- **Stated task**
Pick out every line in the entries below that contains the string "tower" and copy each one out in full.

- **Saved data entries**
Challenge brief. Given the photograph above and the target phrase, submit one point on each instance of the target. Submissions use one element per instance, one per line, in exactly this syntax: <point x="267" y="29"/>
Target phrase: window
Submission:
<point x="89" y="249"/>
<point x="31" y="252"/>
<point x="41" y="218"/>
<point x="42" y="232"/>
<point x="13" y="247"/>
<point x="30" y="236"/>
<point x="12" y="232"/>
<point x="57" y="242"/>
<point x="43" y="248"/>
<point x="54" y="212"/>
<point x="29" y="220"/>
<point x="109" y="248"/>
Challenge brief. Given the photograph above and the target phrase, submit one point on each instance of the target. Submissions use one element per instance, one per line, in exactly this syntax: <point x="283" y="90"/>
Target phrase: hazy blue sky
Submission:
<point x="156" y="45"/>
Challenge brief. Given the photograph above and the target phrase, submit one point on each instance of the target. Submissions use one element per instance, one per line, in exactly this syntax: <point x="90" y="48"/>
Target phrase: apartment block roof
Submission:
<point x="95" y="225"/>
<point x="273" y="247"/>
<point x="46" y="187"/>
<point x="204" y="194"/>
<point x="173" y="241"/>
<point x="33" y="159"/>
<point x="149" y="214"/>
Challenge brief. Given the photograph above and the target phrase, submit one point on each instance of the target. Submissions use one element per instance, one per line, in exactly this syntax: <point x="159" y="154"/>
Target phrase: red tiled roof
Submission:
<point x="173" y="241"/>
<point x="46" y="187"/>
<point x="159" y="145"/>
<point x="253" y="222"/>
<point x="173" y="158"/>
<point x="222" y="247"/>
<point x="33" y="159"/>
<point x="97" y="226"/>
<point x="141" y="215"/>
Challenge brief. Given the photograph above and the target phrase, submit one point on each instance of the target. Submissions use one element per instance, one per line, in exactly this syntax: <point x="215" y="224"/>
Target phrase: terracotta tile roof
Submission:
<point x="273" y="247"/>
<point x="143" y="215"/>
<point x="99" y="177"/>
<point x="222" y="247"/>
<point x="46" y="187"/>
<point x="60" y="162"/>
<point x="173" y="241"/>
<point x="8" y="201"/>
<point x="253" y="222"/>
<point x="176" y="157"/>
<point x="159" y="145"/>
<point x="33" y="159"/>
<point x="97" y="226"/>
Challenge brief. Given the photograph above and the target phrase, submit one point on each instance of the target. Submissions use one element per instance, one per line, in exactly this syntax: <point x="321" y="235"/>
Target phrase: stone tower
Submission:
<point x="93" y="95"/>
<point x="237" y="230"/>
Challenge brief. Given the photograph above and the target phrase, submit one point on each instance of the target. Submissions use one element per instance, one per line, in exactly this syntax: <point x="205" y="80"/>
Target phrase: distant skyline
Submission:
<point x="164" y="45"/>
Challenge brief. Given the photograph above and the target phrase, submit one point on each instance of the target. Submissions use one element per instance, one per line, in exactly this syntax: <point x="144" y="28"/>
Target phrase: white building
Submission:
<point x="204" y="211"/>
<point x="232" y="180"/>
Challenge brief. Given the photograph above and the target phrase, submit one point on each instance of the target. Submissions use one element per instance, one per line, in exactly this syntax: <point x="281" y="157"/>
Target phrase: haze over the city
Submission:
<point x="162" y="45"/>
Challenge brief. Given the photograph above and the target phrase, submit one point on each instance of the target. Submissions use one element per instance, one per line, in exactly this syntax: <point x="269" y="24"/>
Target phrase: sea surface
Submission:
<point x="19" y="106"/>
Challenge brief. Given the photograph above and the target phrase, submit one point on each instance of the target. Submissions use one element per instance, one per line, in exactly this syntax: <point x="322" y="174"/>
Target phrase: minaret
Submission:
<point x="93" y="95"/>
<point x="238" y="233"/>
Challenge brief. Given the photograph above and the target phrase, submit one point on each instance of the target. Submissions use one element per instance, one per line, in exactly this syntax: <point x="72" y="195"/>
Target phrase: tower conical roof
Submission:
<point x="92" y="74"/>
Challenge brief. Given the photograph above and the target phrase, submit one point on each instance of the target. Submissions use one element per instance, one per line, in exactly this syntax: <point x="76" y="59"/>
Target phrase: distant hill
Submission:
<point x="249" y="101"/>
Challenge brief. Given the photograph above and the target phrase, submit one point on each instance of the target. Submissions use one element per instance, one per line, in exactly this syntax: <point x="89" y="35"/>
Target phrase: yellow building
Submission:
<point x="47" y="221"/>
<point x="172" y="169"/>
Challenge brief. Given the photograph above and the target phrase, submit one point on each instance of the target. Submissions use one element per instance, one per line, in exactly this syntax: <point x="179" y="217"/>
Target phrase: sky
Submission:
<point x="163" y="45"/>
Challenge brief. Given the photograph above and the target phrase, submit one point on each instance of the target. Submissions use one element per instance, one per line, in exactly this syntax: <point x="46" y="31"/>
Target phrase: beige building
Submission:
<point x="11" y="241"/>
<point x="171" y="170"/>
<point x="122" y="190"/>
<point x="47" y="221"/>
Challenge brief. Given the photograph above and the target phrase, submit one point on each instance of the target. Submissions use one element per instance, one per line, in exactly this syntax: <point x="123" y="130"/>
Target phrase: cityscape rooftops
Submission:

- **Answer to the task**
Target phrase: stone tower
Target phrase: tower conical roof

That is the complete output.